### WHAT THIS TASK INVOLVES
Could you please output all of the records exactly?

### PROVIDED MATERIAL

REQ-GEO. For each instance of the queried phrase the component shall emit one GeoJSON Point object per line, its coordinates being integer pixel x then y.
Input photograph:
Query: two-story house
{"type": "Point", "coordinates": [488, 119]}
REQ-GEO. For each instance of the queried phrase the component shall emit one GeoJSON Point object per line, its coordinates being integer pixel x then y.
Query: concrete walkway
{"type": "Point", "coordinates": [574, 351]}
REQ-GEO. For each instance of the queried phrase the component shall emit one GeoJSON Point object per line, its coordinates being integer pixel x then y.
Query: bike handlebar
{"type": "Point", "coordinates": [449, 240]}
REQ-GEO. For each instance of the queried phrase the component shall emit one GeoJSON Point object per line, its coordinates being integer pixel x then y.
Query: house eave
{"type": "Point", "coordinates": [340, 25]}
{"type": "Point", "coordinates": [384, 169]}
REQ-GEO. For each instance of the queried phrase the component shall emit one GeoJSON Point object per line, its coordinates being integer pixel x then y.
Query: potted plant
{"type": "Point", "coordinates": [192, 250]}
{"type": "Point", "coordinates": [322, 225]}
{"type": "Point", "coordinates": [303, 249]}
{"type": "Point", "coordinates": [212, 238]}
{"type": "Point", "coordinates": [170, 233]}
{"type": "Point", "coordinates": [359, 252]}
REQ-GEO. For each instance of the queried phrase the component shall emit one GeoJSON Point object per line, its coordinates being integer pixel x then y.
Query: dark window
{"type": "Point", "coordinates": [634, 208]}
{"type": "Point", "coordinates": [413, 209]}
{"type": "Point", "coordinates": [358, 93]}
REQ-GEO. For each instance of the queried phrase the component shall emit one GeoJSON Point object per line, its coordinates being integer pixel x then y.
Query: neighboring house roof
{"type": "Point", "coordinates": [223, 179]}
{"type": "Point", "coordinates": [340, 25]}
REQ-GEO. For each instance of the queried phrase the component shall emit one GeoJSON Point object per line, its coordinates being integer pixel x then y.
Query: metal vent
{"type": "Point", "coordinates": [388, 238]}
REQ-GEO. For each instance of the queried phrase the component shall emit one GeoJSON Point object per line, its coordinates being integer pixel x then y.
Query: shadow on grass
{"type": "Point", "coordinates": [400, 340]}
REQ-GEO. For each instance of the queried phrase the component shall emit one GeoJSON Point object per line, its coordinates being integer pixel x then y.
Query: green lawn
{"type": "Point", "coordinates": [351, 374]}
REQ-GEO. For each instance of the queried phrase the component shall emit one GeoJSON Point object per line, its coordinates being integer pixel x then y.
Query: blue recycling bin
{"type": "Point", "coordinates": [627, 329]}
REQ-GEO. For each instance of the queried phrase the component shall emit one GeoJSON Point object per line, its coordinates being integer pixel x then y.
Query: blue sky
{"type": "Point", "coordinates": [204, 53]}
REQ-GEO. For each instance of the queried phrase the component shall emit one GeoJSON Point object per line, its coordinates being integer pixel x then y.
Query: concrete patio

### ANSWER SECTION
REQ-GEO. For each instance of the queried phrase the component shall emit one GeoJSON Point object per line, its coordinates being integer pixel x then y.
Input photograph:
Query: two-story house
{"type": "Point", "coordinates": [488, 119]}
REQ-GEO. For each instance of the queried phrase the component shall emit one GeoJSON Point object per line, its coordinates being integer pixel x then y.
Query: concrete walkway
{"type": "Point", "coordinates": [574, 351]}
REQ-GEO. For each instance of the queried phrase the component shall emit one GeoJSON Point object per line, its coordinates being integer pixel x then y.
Query: bike handlebar
{"type": "Point", "coordinates": [449, 240]}
REQ-GEO. For each instance of the queried phrase the component shall emit one GeoJSON Point object per line, its coordinates being integer pixel x then y.
Query: house eave
{"type": "Point", "coordinates": [340, 25]}
{"type": "Point", "coordinates": [384, 169]}
REQ-GEO. For each instance of the queried phrase the component shall emit one GeoJSON Point object per line, its coordinates being integer pixel x then y.
Query: potted plant
{"type": "Point", "coordinates": [192, 250]}
{"type": "Point", "coordinates": [322, 225]}
{"type": "Point", "coordinates": [303, 249]}
{"type": "Point", "coordinates": [212, 238]}
{"type": "Point", "coordinates": [170, 233]}
{"type": "Point", "coordinates": [359, 252]}
REQ-GEO. For each instance of the queried phrase the component shall emit one GeoJSON Point object per line, its coordinates being integer pixel x then y.
Query: dark window
{"type": "Point", "coordinates": [634, 208]}
{"type": "Point", "coordinates": [413, 209]}
{"type": "Point", "coordinates": [358, 93]}
REQ-GEO. For each instance of the queried phrase the component shall emit one GeoJSON Point object per line, its coordinates being integer pixel x then y.
Query: neighboring house roof
{"type": "Point", "coordinates": [223, 179]}
{"type": "Point", "coordinates": [340, 25]}
REQ-GEO. For each instance of the queried phrase the component shall emit one GeoJSON Point object per line, its coordinates being integer pixel x then y.
Query: metal vent
{"type": "Point", "coordinates": [388, 238]}
REQ-GEO. For each instance of the queried phrase the component shall emit one GeoJSON Point object per line, its coordinates being integer pixel x then y.
Query: shadow on grass
{"type": "Point", "coordinates": [400, 340]}
REQ-GEO. For each instance of the queried phrase the component shall emit one GeoJSON Point object per line, its coordinates being integer pixel x then y.
Query: green lawn
{"type": "Point", "coordinates": [351, 374]}
REQ-GEO. For each instance of the queried phrase the component shall emit one GeoJSON Point object per line, its coordinates being integer pixel x then y.
Query: blue recycling bin
{"type": "Point", "coordinates": [627, 329]}
REQ-GEO. For each instance of the queried phrase the component shall emit one GeoJSON Point object per line, its coordinates being integer pixel x then y.
Query: blue sky
{"type": "Point", "coordinates": [204, 53]}
REQ-GEO. For each instance of the queried phrase the component shall emit one GeoJSON Point object per line, its coordinates being integer pixel x then y.
Query: concrete patio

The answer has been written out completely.